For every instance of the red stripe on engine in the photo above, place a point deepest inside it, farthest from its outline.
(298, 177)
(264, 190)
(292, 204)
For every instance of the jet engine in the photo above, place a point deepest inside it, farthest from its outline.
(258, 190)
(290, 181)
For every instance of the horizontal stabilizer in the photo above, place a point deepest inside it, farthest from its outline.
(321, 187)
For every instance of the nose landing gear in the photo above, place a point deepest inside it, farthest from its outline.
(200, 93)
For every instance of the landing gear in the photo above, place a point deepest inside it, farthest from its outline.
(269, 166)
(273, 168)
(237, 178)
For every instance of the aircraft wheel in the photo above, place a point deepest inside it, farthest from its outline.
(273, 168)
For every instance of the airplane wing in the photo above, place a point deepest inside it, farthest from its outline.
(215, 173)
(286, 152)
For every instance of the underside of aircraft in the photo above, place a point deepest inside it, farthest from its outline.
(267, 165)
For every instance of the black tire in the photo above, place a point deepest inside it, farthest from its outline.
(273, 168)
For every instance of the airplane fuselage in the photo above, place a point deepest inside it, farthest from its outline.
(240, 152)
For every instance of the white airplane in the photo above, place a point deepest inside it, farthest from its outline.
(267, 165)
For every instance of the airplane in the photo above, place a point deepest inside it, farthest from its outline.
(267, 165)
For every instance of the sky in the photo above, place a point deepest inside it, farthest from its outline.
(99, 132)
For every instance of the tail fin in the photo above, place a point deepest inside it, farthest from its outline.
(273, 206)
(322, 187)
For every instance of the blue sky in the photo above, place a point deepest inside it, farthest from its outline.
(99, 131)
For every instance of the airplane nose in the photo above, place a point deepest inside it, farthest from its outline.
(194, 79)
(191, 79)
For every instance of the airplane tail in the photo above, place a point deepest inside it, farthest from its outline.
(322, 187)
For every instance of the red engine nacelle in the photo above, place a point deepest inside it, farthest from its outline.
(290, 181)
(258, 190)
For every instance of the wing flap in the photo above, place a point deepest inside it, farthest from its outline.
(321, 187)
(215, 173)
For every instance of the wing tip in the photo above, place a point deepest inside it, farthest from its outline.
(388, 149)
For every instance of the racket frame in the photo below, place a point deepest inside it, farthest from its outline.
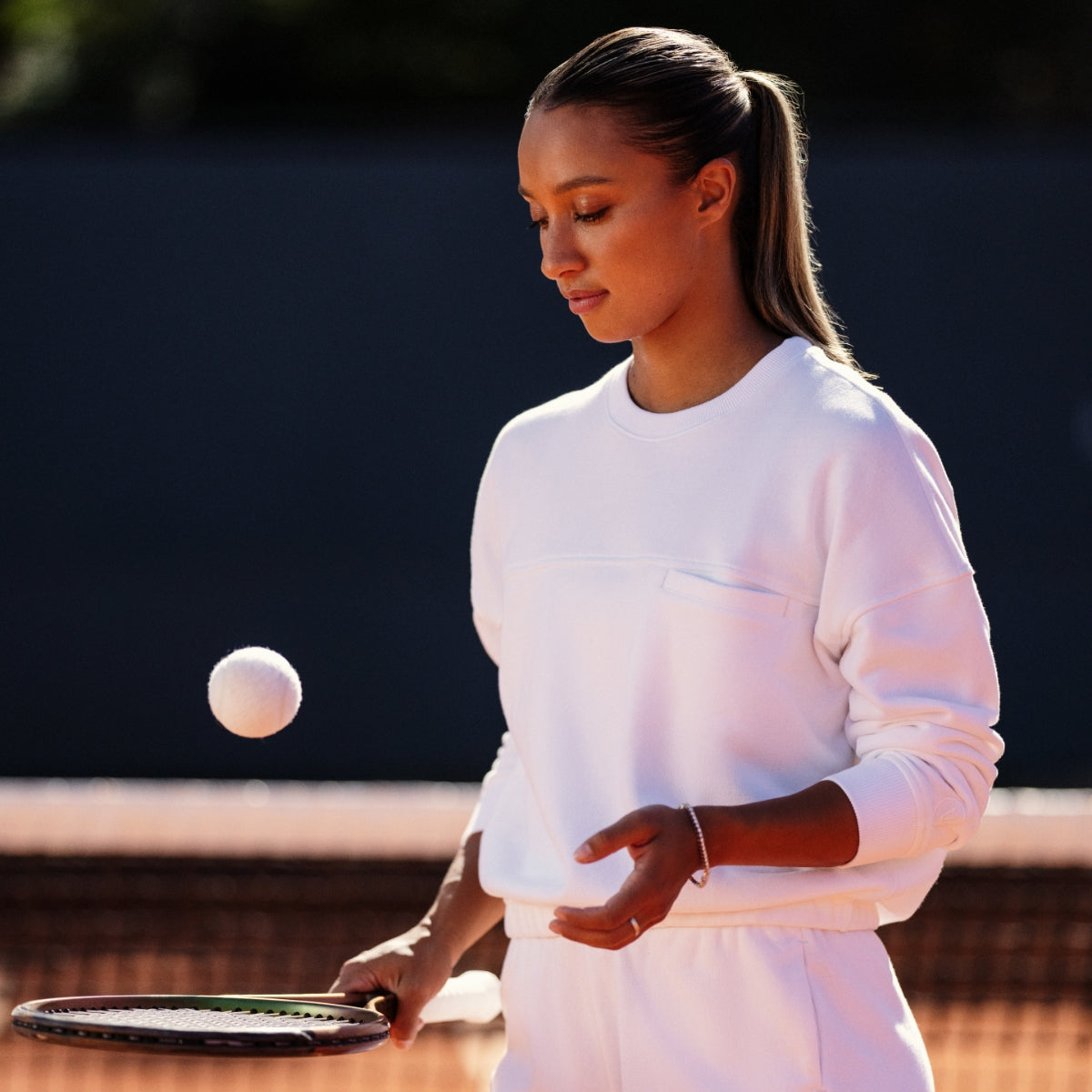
(361, 1026)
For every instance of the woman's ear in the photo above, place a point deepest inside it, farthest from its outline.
(716, 186)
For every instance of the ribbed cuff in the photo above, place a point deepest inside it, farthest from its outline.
(888, 816)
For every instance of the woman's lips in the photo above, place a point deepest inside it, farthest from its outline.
(581, 303)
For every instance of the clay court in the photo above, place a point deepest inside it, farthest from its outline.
(997, 964)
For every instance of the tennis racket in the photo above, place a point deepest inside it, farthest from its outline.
(245, 1026)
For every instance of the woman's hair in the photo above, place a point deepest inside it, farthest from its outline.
(683, 98)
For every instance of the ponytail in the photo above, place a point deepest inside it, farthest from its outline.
(683, 98)
(774, 222)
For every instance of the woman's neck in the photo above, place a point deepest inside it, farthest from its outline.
(672, 371)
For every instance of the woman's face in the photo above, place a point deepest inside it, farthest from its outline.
(623, 241)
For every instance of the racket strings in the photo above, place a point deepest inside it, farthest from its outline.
(194, 1019)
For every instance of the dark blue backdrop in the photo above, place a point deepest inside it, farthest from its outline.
(249, 386)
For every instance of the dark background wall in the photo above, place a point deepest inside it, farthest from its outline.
(252, 365)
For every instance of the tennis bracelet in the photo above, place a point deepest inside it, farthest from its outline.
(702, 845)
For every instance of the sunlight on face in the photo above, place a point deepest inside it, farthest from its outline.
(620, 235)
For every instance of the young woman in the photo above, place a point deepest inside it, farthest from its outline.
(743, 666)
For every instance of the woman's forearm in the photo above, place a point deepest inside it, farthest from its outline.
(816, 828)
(462, 913)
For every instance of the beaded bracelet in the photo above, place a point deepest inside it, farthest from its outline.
(702, 845)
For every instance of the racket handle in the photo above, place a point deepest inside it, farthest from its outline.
(473, 996)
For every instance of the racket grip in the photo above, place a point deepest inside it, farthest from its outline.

◆ ◆ ◆ ◆

Reproduce the listing word for word. Do not carry over the pictures.

_RESPONSE AREA_.
For every instance of the red stripe on engine in the photo above, place a point deepest inside it, farthest from its outline.
(298, 177)
(264, 190)
(292, 204)
For every instance of the jet engine in the photo above, place a point deepest inside it, farthest from its outline.
(258, 190)
(290, 181)
For every instance of the horizontal stabilizer in the photo above, place a point deepest inside it, farthest from its outline.
(321, 187)
For every instance of the nose landing gear in the photo above, place a point deepest inside it, farthest from its outline.
(200, 93)
For every instance of the landing gear in the photo above, place a point deepest inside it, farthest from its outline.
(269, 166)
(273, 168)
(237, 178)
For every instance of the aircraft wheel in the photo above, place a point deepest inside it, farthest from its outline.
(273, 168)
For every instance of the airplane wing in the photo above, place a point deepest inside it, farthest from its outline.
(215, 173)
(286, 152)
For every instance of the underside of aircraft in the photo above, place a point deepest inside it, farthest from its outline.
(267, 165)
For every instance of the black tire in the photo above, place a point deepest inside it, farthest from its outline.
(273, 168)
For every instance of the airplane fuselage in the photo above, place a point deepest inside it, farthest from its outline.
(240, 152)
For every instance of the white airplane in the photo above, place a point deepest inside it, farthest from its outline.
(267, 165)
For every instance of the airplane in the photo above, place a point deepest inside it, farthest from its outline.
(267, 165)
For every instance of the sky in the photo above, place a point deepest inside it, farthest from its outline.
(99, 132)
For every instance of the tail fin in the photo above, place a point deepest inside it, farthest from its outline.
(273, 206)
(322, 187)
For every instance of the blue sky in the photo above, place a point deepest inside it, farthest from its outline.
(99, 131)
For every instance of the airplane nose in the photo above, place a point deepest inside it, farthest from its outline.
(194, 79)
(191, 79)
For every instance of the airplane tail in the photo above, place a point deepest inside it, farthest from its outline.
(322, 187)
For every instance of the red engine nacelle in the photo above, place a point deepest inside it, farthest from its outline.
(290, 181)
(258, 190)
For every instance of the wing flap in the photo above, place a point deepest inside it, farthest from its outline.
(321, 187)
(215, 173)
For every instance of the wing tip in the photo above, place a point deepest inside it, farthest from its outline.
(388, 149)
For every instance of the racket frame in the photo below, place a point deepest inside it, farthest from its outline.
(361, 1026)
For every instance of the woman's ear in the photo above, place a point deepest inside it, farthest from its outline.
(716, 186)
For every instance of the ribbed cuff in the photo above, place a point deepest inside it, farthest from its outline.
(888, 816)
For every instance of the woman's lips in the photo above, place a point deepest inside it, farthest from its outline.
(581, 303)
For every instance of the clay court in the photo above, place a point deepest inside it, farthest from its outline.
(997, 964)
For every instance of the tennis racket in the photo above, place a point deepest inside it, farthest from its outline.
(245, 1026)
For every instance of the woman's hair in the photo above, place a point deepest inside it, farthest from its outline.
(683, 98)
For every instance of the ponytail in the photo above, place a point deepest inside it, farthest from its outline.
(683, 98)
(774, 222)
For every instance of the woman's neck in the photo above, place a point deepest inside it, farthest from its outline.
(672, 371)
For every instance of the woman's face in the photo above, place a point deepest inside it, farthest from its outline.
(623, 241)
For every instance of the racket strings in the photo above, place a point deepest inside it, farthest from its outline.
(194, 1019)
For every instance of the dark blue backdrop in the photo above, place a point deepest inside it, farthest from its outline.
(249, 386)
For every instance of the dark background wall in the photo above, place a point deepest inside it, farthest from its outline.
(252, 365)
For every instance of the tennis bracelet in the photo above, place a point deepest inside it, farthest from its outline.
(702, 845)
For every instance of the sunlight on face in the photo above, place a point deepest inside it, farthest from its outline.
(620, 235)
For every instance of the young woman in the photo above, place a point deepest inside it, farthest from its outline.
(743, 666)
For every instance of the woman's forearm in the photo above, place a point deepest inside it, farthest from its outline.
(816, 828)
(462, 913)
For every instance of the beaded bracelet in the photo above, place a point deepest inside it, farthest from its outline.
(702, 845)
For every instance of the racket handle in the photo above, place a point deepest inside it, farthest from its outline.
(473, 996)
For every instance of the racket grip in the photo above, place a point deepest inside it, farthest from its outline.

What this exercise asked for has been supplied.